Task to carry out:
Set down every record once more, exactly as given.

[begin Record excerpts]

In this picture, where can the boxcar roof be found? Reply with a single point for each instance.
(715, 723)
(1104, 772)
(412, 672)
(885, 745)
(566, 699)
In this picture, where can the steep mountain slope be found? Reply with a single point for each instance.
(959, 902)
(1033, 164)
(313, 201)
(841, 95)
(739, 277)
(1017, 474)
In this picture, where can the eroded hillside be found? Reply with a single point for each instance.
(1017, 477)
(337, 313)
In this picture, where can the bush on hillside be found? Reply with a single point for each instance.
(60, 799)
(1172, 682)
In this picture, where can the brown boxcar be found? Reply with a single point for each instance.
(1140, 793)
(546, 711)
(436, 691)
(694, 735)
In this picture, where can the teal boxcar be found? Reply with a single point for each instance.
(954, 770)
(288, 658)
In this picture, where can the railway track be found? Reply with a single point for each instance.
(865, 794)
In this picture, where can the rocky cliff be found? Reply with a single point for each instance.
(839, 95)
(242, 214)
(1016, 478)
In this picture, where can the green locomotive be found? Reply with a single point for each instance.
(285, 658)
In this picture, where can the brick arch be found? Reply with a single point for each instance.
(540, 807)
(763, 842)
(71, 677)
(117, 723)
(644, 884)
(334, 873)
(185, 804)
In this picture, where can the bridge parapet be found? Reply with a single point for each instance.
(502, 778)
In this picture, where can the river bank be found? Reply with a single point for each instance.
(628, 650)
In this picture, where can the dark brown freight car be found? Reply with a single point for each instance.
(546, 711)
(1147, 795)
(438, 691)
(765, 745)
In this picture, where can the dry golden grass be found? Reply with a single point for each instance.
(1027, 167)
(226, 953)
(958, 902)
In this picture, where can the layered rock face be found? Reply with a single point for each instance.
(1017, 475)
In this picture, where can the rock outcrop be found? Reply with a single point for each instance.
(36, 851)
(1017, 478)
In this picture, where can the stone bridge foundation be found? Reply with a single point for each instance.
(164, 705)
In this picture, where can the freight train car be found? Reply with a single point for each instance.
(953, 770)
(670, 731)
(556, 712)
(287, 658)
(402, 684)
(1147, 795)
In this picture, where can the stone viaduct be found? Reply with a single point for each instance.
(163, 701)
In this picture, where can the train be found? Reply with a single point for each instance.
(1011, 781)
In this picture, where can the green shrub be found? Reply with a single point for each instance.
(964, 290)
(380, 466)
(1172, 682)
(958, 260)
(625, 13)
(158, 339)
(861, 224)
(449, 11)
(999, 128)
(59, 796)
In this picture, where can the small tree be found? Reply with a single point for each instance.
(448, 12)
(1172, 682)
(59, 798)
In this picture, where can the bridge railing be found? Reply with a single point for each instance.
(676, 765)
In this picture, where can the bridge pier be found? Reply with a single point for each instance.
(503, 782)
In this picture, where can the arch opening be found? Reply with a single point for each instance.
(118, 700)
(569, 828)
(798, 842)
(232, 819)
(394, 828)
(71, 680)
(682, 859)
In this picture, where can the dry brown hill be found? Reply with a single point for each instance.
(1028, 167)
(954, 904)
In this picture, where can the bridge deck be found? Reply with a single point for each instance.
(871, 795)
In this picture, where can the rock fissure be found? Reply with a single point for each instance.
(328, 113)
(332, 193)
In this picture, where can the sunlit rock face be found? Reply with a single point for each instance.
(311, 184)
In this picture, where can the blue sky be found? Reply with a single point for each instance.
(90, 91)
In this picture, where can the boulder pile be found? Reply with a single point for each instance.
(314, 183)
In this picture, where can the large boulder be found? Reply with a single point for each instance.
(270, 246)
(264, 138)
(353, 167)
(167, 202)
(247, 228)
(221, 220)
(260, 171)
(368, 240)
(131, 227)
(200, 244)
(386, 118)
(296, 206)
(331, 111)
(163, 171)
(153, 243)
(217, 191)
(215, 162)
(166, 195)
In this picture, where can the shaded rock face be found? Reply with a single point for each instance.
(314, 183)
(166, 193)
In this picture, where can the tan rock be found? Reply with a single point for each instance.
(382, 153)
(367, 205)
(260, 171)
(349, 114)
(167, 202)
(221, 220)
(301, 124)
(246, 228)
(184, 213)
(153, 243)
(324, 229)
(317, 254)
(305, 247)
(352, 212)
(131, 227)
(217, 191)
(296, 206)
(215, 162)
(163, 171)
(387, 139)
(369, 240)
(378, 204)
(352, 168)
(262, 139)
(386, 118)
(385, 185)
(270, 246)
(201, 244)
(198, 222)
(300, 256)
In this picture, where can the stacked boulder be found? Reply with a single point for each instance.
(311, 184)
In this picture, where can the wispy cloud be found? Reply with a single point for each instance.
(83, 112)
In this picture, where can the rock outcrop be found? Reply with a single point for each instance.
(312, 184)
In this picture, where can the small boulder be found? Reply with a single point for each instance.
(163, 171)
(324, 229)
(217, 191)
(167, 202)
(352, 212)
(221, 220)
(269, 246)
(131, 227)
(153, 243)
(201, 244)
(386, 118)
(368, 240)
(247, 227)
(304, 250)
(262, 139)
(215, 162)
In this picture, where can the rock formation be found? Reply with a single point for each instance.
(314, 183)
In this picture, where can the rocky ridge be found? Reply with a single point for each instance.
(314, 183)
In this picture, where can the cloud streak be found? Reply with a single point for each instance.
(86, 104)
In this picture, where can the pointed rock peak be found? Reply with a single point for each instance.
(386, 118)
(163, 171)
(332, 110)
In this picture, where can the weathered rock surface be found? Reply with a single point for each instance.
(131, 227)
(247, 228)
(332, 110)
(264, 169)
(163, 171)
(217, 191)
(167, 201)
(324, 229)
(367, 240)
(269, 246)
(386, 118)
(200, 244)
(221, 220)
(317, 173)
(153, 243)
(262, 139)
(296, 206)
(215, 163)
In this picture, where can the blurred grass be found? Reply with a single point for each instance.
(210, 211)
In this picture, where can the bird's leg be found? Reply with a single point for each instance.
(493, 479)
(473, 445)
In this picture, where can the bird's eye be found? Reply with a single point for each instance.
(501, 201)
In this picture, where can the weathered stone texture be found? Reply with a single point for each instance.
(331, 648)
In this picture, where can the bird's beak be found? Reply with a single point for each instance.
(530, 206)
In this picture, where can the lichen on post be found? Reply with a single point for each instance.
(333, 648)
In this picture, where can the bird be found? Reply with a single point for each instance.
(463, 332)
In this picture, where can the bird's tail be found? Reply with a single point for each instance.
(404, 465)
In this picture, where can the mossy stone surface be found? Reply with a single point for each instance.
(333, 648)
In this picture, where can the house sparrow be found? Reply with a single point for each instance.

[end Record excerpts]

Answer for this exercise:
In this picture, where can the boxcar roof be found? Reply with a single point for each instance.
(715, 723)
(1104, 772)
(412, 672)
(885, 745)
(566, 699)
In this picture, where can the steep mountain slope be found? Reply with a single point for each instance.
(959, 902)
(1033, 164)
(313, 201)
(841, 95)
(739, 277)
(1017, 474)
In this picture, where can the eroded hillside be found? Reply with a single point for each instance.
(1017, 477)
(337, 313)
In this picture, where can the bush on hillside be found? Reply with a single point for each instance.
(60, 799)
(1172, 682)
In this picture, where can the brown boxcar be found? Reply with a single point for each instance.
(1140, 793)
(546, 711)
(436, 691)
(694, 735)
In this picture, where can the teal boxcar be found? Reply with a single point for each instance.
(954, 770)
(288, 658)
In this picture, where can the railway track be found? Reply with a single point for each instance.
(865, 794)
In this picture, where can the rocky cliff be found? Reply with a single point for each instance.
(839, 95)
(242, 214)
(1016, 478)
In this picture, where can the green locomotive be found? Reply with a single point for each instance.
(285, 658)
In this picture, where can the brick arch be found? Reply with a single point for each instance.
(540, 807)
(763, 842)
(71, 677)
(117, 723)
(644, 884)
(334, 873)
(185, 804)
In this picture, where can the bridge parapet be found? Reply with a single point for each instance.
(502, 778)
In this picture, where can the river bank be found? Reply with a single point for each instance.
(628, 650)
In this picture, where can the dark brown freight car be found? Reply with a single point for each instance.
(546, 711)
(1147, 795)
(438, 691)
(765, 745)
In this picture, where can the dry golden grass be found? Reply with a single point for each instance.
(1027, 167)
(226, 953)
(958, 902)
In this picture, where can the layered rock face be found? Reply with a single point for each instance.
(1017, 475)
In this picture, where can the rock outcrop be found? Reply with a single point for each instance.
(36, 851)
(1017, 478)
In this picture, where can the stone bridge foundation be found? Reply with a single point for each instance.
(164, 705)
In this picture, where can the freight train car be found? Reply with a single point for each instance.
(953, 770)
(670, 731)
(556, 712)
(287, 658)
(402, 684)
(1147, 795)
In this picture, where can the stone viaduct be found? Reply with a single point for each instance.
(163, 701)
In this picture, where can the train be found? Reply with a single point for each instance.
(1011, 781)
In this picture, where can the green shrub be found? Reply with a single point for each instance.
(964, 290)
(380, 466)
(1172, 682)
(958, 260)
(625, 13)
(158, 339)
(861, 224)
(449, 11)
(999, 128)
(59, 796)
In this picture, where can the small tree be found? Reply with a single point for each instance.
(448, 12)
(1172, 682)
(59, 798)
In this picture, where can the bridge railing be found? Reply with a single point for each instance.
(676, 765)
In this picture, where can the bridge pier be found? Reply with a single point for each instance.
(503, 782)
In this picture, where can the arch opening be found? Reply with a single point for each instance.
(118, 700)
(569, 828)
(798, 842)
(232, 819)
(394, 828)
(71, 680)
(682, 859)
In this picture, where can the dry brown hill be found? Reply with a single point for each instance.
(1028, 167)
(954, 904)
In this picture, where can the bridge deck be found? Reply with a single point for each instance.
(871, 795)
In this picture, where can the rock fissure be found? Reply with a single point for each instance.
(328, 113)
(332, 193)
In this picture, where can the sunlit rock face be found? Reply with a single point for each instance.
(311, 184)
In this picture, where can the blue sky be found? Reply with a single point for each instance.
(90, 91)
In this picture, where can the boulder pile be found? Reply with a single point for each instance.
(314, 183)
In this picture, where can the large boulder be found? Reply with a single point for each instance.
(270, 246)
(264, 138)
(353, 167)
(167, 202)
(247, 228)
(221, 220)
(260, 171)
(368, 240)
(131, 227)
(200, 244)
(386, 118)
(296, 206)
(331, 111)
(163, 171)
(153, 243)
(217, 191)
(215, 162)
(166, 195)
In this picture, where can the shaded rock face be found? Reply with a single point for each instance.
(314, 183)
(166, 193)
In this picture, where can the tan rock be found? Reply with a single point for each instance.
(382, 153)
(367, 205)
(260, 171)
(349, 114)
(167, 202)
(221, 220)
(301, 124)
(246, 228)
(184, 213)
(153, 243)
(324, 229)
(317, 254)
(305, 247)
(352, 212)
(131, 227)
(217, 191)
(296, 206)
(215, 162)
(163, 171)
(387, 139)
(369, 240)
(378, 204)
(352, 168)
(262, 139)
(386, 118)
(385, 185)
(270, 246)
(201, 244)
(198, 222)
(300, 256)
In this picture, where can the stacked boulder be found? Reply with a single point for each instance.
(311, 184)
In this picture, where can the wispy cloud be found? Reply with a single point for each instance.
(83, 112)
In this picture, where can the rock outcrop be found? Reply with a single point for each instance.
(312, 184)
In this picture, where can the small boulder be found? Reply with a single point for each instance.
(163, 171)
(324, 229)
(217, 191)
(167, 202)
(352, 212)
(221, 220)
(269, 246)
(131, 227)
(153, 243)
(201, 244)
(386, 118)
(368, 240)
(247, 227)
(304, 250)
(262, 139)
(215, 162)
In this picture, where can the rock formation be found? Reply with a single point for each instance.
(314, 183)
In this picture, where can the rocky ridge be found? Reply with a single point for each instance.
(314, 183)
In this picture, where can the cloud streak be found? Reply with a single point for each instance.
(86, 104)
In this picture, where can the pointed rock peak be found? Reply with a single point for each instance.
(386, 118)
(163, 171)
(332, 110)
In this picture, where can the weathered rock surface be found? Reply with a single point for each instance.
(131, 227)
(247, 228)
(332, 110)
(264, 169)
(163, 171)
(217, 191)
(167, 201)
(324, 229)
(367, 240)
(269, 246)
(386, 118)
(200, 244)
(221, 220)
(317, 173)
(153, 243)
(262, 139)
(296, 206)
(215, 163)
In this picture, where can the blurred grass be found? Reply with a single point for each instance.
(210, 211)
In this picture, where can the bird's leg be found? Reply with a single point for each instance.
(493, 479)
(473, 445)
In this picture, where can the bird's eye be found? Reply with a single point for each instance.
(501, 201)
In this picture, where can the weathered stone texture be found? Reply with a single point for each instance.
(331, 648)
In this picture, where can the bird's beak be found? Reply with a single point for each instance.
(530, 206)
In this picture, where can the lichen on post be found? Reply with a single point for each instance.
(333, 648)
In this picture, where can the bird be found? Reply with a single point for each instance.
(463, 332)
In this picture, where can the bird's tail be found? Reply with a single point for each instance.
(404, 465)
In this picture, where can the mossy stone surface be found? Reply with a single point for each instance.
(333, 648)
In this picture, where can the house sparrow be found? Reply with a single point for each instance.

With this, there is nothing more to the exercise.